Neurons Can Generate Varying Output Sans Input, and Sea Slugs May Know How

A juvenile Aplysia californica on display at an aquarium in San Diego, California. Photo: Basilosauridae/Wikimedia Commons, CC BY-SA 4.0

  • When we perform goal-oriented tasks, we display motivated behaviour, which is driven by a combination of environmental cues and spontaneous cellular events.
  • Researchers in France studied food-seeking behaviour in two species of sea slugs – Aplysia californica and Aplysia fasciata – to understand motivated behaviour.
  • Neurogeneticist Björn Brembs said ‘the study provides clues to how a bunch of deterministic signals can give rise to indeterministic behaviour.’

Bengaluru: A study published in the journal eLife has thrown some light on how a spontaneous cellular event could give rise to highly variable motivated behaviour among sea slugs.

According to Björn Brembs, a professor of neurogenetics at the University of Regensburg, Bavaria, the study addresses a longstanding question in neuroscience: how do neurons generate varying output when there is no input?

Talking is a cognitively simple task – delivering a presentation before an audience is more complicated. But humans perform many such goal-oriented tasks every day. This is called motivated behaviour, and it is driven by a combination of environmental cues (including the consequences of our actions) and spontaneous events that occur within the cells of our bodies.

The spontaneous events occurring in our cells – like interactions between molecules in our neurons – control the movement of ions.  Specifically, the ions move in and out of neurons through paths called ion channels. The channels sense the concentration of ions inside and outside the neurons, and accordingly open and close, like automatic gates.

The ion traffic generates electrical signals in the neurons. And the neurons collectively manipulate these signals to allow you to move, talk, walk, etc.

Some studies have found other atypical sources of electrical signals. For example, fluctuations in calcium levels inside cells, caused by organelles like mitochondria and endoplasmic reticulum, can change the voltage across the cell membrane without the use of ion channels.

But until recently, we didn’t know if such internal factors alone could drive motivated behaviour as well, which involves a variety of movements.

▶ [Information provided]:
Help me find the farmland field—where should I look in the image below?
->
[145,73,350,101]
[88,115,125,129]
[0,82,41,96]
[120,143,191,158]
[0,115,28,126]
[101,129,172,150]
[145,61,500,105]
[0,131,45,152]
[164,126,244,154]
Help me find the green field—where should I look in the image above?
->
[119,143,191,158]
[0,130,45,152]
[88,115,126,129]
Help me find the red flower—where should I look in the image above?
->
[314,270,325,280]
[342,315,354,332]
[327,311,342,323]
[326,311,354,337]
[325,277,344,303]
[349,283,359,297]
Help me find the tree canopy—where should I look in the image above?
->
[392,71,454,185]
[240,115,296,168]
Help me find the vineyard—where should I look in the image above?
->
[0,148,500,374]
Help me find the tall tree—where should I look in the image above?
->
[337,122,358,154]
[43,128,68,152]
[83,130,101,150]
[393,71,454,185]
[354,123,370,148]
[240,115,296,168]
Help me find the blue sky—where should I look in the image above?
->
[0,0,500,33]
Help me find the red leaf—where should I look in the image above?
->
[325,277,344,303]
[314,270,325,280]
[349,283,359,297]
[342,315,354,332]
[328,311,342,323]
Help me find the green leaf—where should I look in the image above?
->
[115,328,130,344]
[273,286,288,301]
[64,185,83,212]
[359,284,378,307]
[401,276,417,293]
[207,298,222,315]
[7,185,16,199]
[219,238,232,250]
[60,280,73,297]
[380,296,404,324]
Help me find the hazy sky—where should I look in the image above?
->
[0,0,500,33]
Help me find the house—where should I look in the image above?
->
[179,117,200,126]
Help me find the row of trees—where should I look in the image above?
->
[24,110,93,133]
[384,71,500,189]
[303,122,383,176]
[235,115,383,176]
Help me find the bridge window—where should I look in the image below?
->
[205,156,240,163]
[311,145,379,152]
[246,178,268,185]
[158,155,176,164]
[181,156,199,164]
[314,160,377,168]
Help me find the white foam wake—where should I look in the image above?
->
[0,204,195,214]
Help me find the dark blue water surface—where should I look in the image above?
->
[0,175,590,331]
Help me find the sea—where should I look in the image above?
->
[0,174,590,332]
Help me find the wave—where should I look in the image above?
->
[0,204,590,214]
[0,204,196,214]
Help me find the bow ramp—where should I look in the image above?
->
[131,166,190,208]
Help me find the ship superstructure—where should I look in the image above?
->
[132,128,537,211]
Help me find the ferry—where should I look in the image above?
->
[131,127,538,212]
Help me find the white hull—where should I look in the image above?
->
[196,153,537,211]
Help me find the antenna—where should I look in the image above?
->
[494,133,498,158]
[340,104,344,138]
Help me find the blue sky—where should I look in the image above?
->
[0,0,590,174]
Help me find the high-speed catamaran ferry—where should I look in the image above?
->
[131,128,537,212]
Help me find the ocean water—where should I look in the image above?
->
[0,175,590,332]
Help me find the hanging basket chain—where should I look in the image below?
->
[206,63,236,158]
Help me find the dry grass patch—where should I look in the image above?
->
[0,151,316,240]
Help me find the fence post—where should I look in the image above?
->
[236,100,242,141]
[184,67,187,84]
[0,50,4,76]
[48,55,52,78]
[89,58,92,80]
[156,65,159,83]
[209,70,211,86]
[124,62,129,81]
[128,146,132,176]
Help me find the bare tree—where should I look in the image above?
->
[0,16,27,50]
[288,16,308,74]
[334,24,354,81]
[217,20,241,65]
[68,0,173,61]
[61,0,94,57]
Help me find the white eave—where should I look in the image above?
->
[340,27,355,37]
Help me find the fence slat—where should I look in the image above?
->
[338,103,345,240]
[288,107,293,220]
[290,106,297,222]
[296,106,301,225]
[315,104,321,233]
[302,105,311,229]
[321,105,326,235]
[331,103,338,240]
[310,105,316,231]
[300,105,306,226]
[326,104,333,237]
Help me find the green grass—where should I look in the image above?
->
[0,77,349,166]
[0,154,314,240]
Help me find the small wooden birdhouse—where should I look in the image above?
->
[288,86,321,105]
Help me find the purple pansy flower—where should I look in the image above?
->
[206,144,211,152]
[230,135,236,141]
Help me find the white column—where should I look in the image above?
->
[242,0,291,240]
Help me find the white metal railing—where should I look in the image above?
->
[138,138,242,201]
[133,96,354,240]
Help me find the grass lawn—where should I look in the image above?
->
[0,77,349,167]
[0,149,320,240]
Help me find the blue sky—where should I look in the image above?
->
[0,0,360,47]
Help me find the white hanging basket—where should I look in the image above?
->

▶ [Exercise description]:
Continue the article on sea slug neurons and motivated behavior from its final paragraph.

▶ [Output for this exercise]:
Researchers from the Institut de Neurosciences Cognitives et Intégratives d’Aquitaine, Université de Bordeaux, studied food-seeking behaviour in two species of sea slugs: Aplysia californica and Aplysia fasciata. (Contrary to the name, sea slugs are a type of sea snail.) They move around in search of food (seaweed), can wave their heads, and bite using the radula, a tongue-like organ used to cut and chew.

A radula biting cycle involves protracting, retracting and closing of radula.

Because seaweed comes in different forms and textures, including some species that change their texture when an animal feeds on them, the sea slugs try multiple radula-biting movements when munching on them. If the slugs take bigger bites, they may have too much to swallow. If they nibble, the food may slip out.

This eating behaviour is driven by signals generated by a circuit of neurons called the central pattern generators (CPG). They are located above the back of the mouth.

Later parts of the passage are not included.